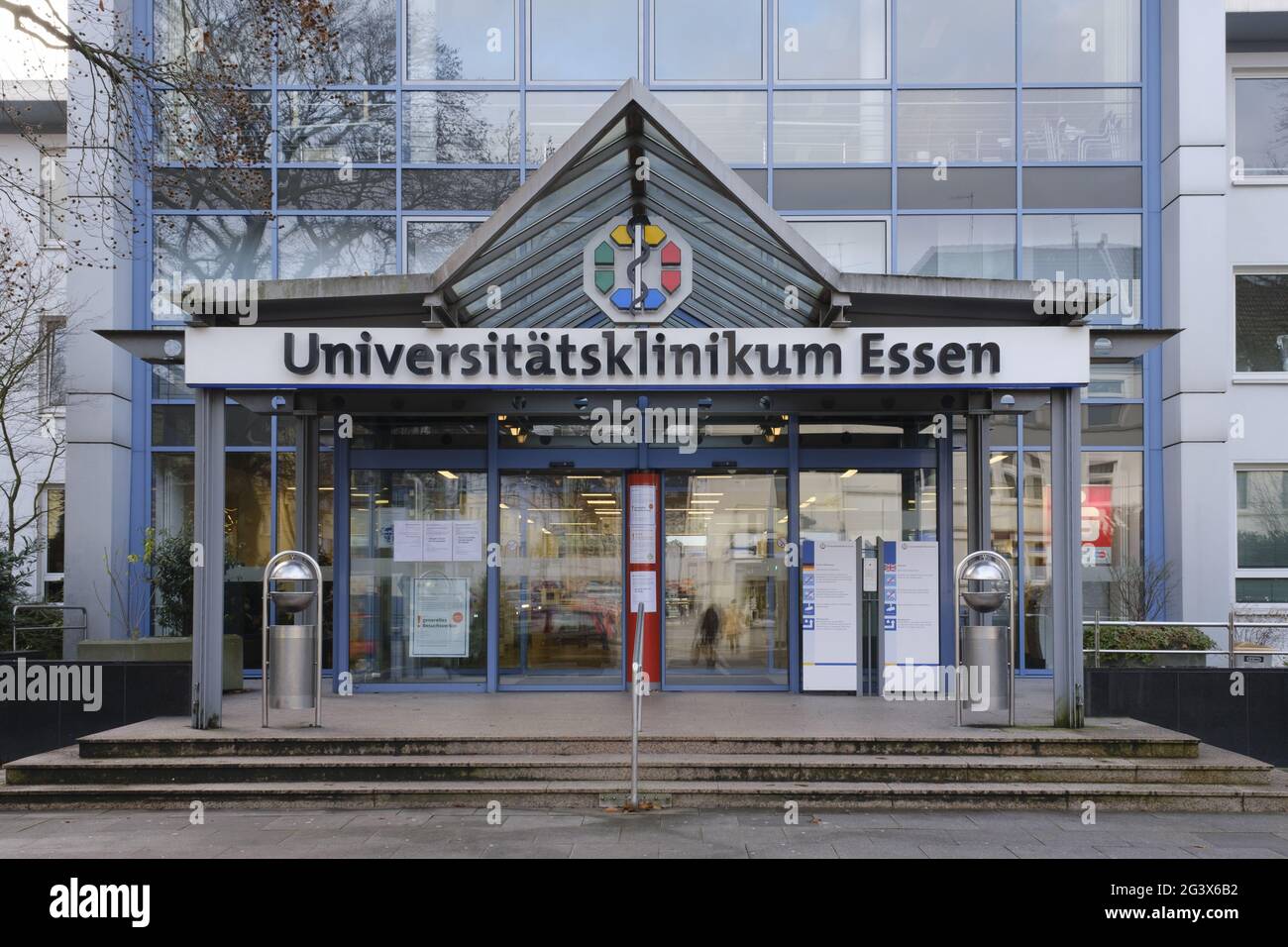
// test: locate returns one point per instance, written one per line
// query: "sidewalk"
(671, 834)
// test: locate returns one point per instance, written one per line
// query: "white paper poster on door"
(439, 617)
(829, 616)
(910, 613)
(643, 539)
(437, 540)
(643, 591)
(408, 540)
(467, 540)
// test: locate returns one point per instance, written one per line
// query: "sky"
(22, 56)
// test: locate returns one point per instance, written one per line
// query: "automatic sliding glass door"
(725, 579)
(890, 505)
(561, 600)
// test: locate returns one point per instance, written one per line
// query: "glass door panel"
(561, 574)
(725, 579)
(417, 611)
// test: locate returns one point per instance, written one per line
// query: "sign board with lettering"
(903, 357)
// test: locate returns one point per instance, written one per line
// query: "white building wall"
(99, 373)
(1196, 300)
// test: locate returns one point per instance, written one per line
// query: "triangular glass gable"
(748, 266)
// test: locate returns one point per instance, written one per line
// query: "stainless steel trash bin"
(986, 647)
(292, 667)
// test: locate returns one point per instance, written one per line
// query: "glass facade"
(382, 159)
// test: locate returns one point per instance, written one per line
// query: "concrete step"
(661, 793)
(1090, 742)
(67, 768)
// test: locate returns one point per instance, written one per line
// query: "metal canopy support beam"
(307, 496)
(978, 475)
(1065, 556)
(307, 483)
(207, 591)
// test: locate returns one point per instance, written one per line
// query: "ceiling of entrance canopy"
(524, 268)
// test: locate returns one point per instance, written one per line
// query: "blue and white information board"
(910, 612)
(829, 615)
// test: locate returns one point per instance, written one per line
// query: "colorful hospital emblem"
(636, 268)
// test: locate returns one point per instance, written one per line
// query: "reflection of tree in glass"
(336, 127)
(1274, 158)
(456, 128)
(320, 247)
(1263, 521)
(211, 248)
(364, 52)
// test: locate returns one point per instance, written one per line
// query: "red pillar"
(643, 551)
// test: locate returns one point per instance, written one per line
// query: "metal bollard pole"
(1231, 639)
(1096, 642)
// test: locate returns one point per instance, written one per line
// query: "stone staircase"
(971, 770)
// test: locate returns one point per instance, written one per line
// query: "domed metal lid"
(291, 571)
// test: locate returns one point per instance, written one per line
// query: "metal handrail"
(1231, 625)
(636, 703)
(51, 605)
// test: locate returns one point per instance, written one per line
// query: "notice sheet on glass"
(439, 617)
(643, 525)
(438, 540)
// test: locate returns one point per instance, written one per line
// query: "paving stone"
(616, 849)
(874, 848)
(527, 851)
(791, 849)
(1044, 852)
(1147, 852)
(969, 851)
(1214, 853)
(1244, 840)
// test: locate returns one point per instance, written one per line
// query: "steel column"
(1065, 554)
(978, 482)
(207, 592)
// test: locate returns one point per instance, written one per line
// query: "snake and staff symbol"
(648, 257)
(635, 268)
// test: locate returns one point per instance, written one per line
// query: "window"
(53, 365)
(1081, 124)
(462, 42)
(187, 31)
(571, 44)
(206, 248)
(1112, 380)
(712, 42)
(53, 536)
(835, 128)
(1081, 40)
(956, 125)
(1261, 535)
(1103, 249)
(732, 124)
(851, 247)
(966, 245)
(364, 48)
(1261, 127)
(953, 42)
(831, 40)
(336, 127)
(1261, 322)
(430, 243)
(477, 128)
(53, 196)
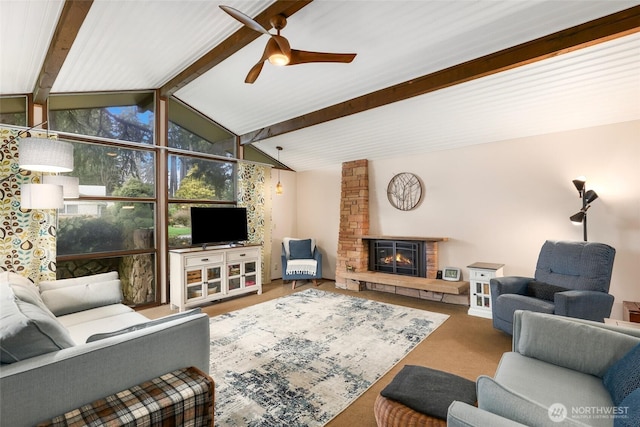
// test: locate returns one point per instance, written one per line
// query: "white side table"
(480, 273)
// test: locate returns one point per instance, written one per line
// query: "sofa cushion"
(25, 290)
(72, 319)
(429, 391)
(47, 285)
(630, 408)
(26, 330)
(501, 400)
(623, 377)
(300, 249)
(543, 290)
(70, 299)
(549, 384)
(82, 331)
(568, 346)
(139, 326)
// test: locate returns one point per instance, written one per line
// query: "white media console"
(198, 276)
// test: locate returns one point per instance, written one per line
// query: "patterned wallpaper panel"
(254, 184)
(27, 236)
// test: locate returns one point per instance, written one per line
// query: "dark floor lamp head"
(587, 197)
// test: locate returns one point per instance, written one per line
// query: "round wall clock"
(404, 191)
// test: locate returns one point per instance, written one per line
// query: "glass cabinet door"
(250, 274)
(234, 276)
(194, 284)
(214, 280)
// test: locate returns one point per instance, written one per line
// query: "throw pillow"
(47, 285)
(543, 290)
(71, 299)
(629, 411)
(623, 377)
(429, 391)
(300, 249)
(26, 330)
(97, 337)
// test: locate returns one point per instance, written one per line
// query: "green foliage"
(79, 235)
(195, 187)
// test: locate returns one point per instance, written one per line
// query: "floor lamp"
(587, 197)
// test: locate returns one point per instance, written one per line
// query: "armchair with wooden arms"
(301, 260)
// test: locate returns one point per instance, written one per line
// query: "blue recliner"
(301, 260)
(571, 279)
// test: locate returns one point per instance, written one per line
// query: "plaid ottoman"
(420, 396)
(181, 398)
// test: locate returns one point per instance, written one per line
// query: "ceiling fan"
(278, 51)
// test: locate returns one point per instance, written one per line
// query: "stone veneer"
(353, 254)
(353, 251)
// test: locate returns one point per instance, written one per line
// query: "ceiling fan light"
(279, 59)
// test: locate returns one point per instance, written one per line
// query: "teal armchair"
(301, 260)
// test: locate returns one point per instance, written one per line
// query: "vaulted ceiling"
(428, 75)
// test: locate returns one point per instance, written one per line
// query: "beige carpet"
(464, 345)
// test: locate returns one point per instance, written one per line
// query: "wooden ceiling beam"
(588, 34)
(231, 45)
(72, 16)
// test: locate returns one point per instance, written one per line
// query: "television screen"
(218, 225)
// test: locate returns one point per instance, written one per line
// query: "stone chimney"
(353, 254)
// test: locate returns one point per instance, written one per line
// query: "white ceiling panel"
(143, 44)
(127, 45)
(25, 33)
(395, 42)
(595, 86)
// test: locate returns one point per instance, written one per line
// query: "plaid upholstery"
(181, 398)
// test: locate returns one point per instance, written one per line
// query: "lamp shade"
(70, 184)
(41, 196)
(590, 196)
(578, 217)
(579, 183)
(45, 155)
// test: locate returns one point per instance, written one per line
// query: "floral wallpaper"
(27, 236)
(254, 184)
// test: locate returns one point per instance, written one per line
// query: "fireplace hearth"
(398, 257)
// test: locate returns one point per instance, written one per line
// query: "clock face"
(404, 191)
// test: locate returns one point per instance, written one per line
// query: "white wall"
(283, 216)
(496, 202)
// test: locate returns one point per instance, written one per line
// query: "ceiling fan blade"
(246, 20)
(303, 57)
(254, 72)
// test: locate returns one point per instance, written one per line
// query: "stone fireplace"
(357, 256)
(397, 257)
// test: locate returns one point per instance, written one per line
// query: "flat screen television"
(218, 225)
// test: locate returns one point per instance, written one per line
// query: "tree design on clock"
(404, 191)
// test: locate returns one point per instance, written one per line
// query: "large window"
(196, 179)
(124, 117)
(13, 110)
(189, 130)
(115, 223)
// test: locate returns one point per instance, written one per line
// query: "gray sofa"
(561, 372)
(63, 345)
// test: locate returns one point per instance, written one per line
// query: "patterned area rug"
(301, 359)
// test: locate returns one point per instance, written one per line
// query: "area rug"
(299, 360)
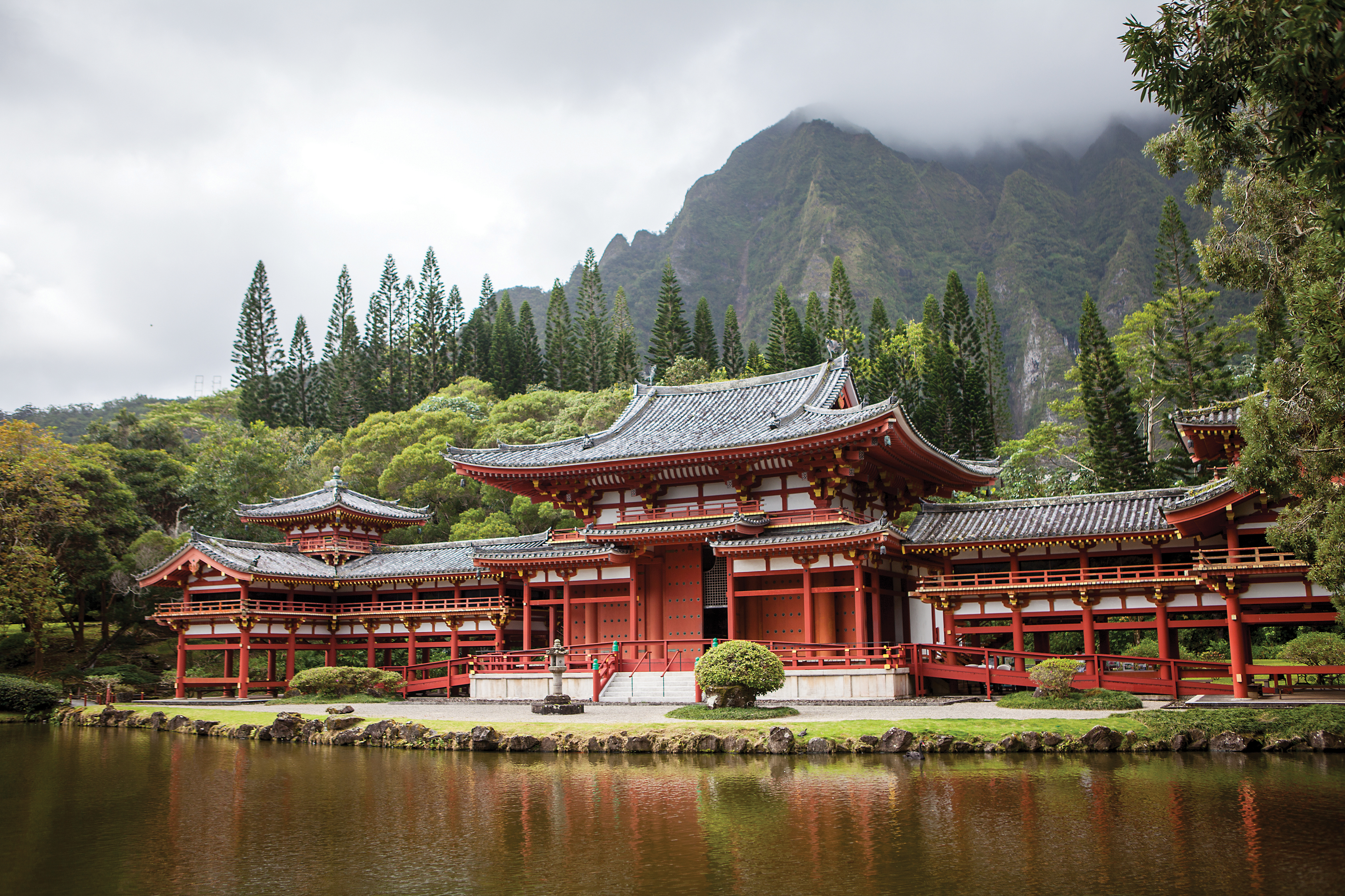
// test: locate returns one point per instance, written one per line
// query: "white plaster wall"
(922, 626)
(852, 684)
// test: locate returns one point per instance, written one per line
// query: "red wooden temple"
(759, 509)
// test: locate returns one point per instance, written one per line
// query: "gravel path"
(629, 715)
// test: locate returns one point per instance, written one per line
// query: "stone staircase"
(649, 688)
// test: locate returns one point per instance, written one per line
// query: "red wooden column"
(810, 625)
(634, 603)
(244, 657)
(181, 688)
(567, 619)
(1020, 641)
(858, 602)
(290, 649)
(528, 608)
(732, 602)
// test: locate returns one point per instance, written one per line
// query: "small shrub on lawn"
(26, 696)
(1097, 699)
(330, 683)
(1055, 676)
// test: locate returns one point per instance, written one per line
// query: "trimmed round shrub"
(28, 696)
(339, 681)
(743, 667)
(1055, 676)
(1315, 649)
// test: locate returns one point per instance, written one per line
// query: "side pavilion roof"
(1039, 520)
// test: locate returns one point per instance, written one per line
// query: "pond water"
(134, 812)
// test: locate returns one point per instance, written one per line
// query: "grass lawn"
(700, 712)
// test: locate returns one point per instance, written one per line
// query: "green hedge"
(28, 696)
(740, 664)
(341, 681)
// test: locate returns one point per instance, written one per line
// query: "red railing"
(817, 516)
(342, 611)
(1247, 557)
(342, 544)
(1047, 578)
(992, 667)
(692, 512)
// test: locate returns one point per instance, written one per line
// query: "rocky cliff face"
(1043, 225)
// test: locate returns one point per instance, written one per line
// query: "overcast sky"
(151, 154)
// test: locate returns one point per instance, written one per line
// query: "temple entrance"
(716, 624)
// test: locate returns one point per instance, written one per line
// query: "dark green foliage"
(1095, 699)
(734, 358)
(505, 354)
(879, 326)
(561, 368)
(595, 336)
(259, 357)
(814, 332)
(971, 432)
(432, 332)
(530, 369)
(993, 353)
(1120, 461)
(843, 317)
(702, 336)
(303, 393)
(670, 337)
(934, 416)
(26, 696)
(626, 358)
(785, 350)
(740, 664)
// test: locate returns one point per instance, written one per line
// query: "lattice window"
(715, 584)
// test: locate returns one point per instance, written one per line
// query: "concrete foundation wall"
(530, 687)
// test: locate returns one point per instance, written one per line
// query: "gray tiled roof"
(820, 532)
(1200, 494)
(386, 561)
(331, 498)
(665, 420)
(1071, 516)
(1224, 414)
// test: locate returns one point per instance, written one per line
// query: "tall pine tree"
(814, 332)
(933, 416)
(1118, 452)
(302, 385)
(732, 343)
(626, 354)
(532, 371)
(785, 347)
(561, 368)
(843, 317)
(431, 339)
(993, 354)
(505, 355)
(259, 355)
(702, 336)
(879, 326)
(595, 333)
(335, 366)
(670, 338)
(455, 319)
(971, 432)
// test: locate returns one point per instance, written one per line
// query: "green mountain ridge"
(1044, 228)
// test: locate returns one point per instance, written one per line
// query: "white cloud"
(155, 151)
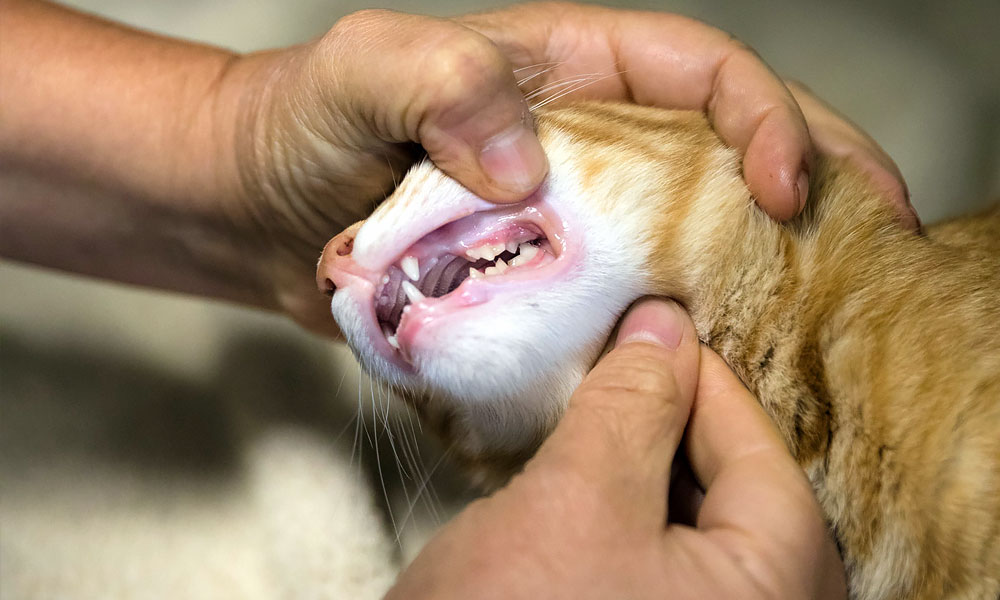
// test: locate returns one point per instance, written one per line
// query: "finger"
(624, 422)
(673, 62)
(435, 82)
(835, 135)
(758, 502)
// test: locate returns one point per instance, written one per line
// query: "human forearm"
(117, 154)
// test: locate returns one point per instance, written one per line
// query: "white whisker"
(572, 90)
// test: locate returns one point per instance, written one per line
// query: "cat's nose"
(335, 257)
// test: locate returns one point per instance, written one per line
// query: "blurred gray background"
(126, 399)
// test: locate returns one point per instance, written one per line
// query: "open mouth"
(464, 263)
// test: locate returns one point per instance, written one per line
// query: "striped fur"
(875, 351)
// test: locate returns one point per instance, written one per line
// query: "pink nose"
(335, 258)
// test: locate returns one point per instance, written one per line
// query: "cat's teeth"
(488, 252)
(412, 292)
(411, 267)
(525, 253)
(389, 337)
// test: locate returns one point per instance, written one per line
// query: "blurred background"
(155, 445)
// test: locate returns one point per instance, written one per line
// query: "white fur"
(507, 368)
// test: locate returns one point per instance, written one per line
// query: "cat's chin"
(491, 314)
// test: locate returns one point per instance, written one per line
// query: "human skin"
(181, 166)
(589, 516)
(163, 163)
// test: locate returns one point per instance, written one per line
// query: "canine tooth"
(412, 292)
(517, 261)
(488, 252)
(411, 267)
(527, 251)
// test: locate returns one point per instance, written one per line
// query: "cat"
(876, 351)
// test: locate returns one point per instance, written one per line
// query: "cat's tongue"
(465, 263)
(462, 255)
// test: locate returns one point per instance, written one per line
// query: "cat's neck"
(767, 296)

▸ Objective:
Collect every line of the items that contains the string "metal", with case counting.

▸ Result below:
// query: "metal canopy support beam"
// query: "metal bollard pole"
// query: "domed metal lid"
// query: "metal handrail"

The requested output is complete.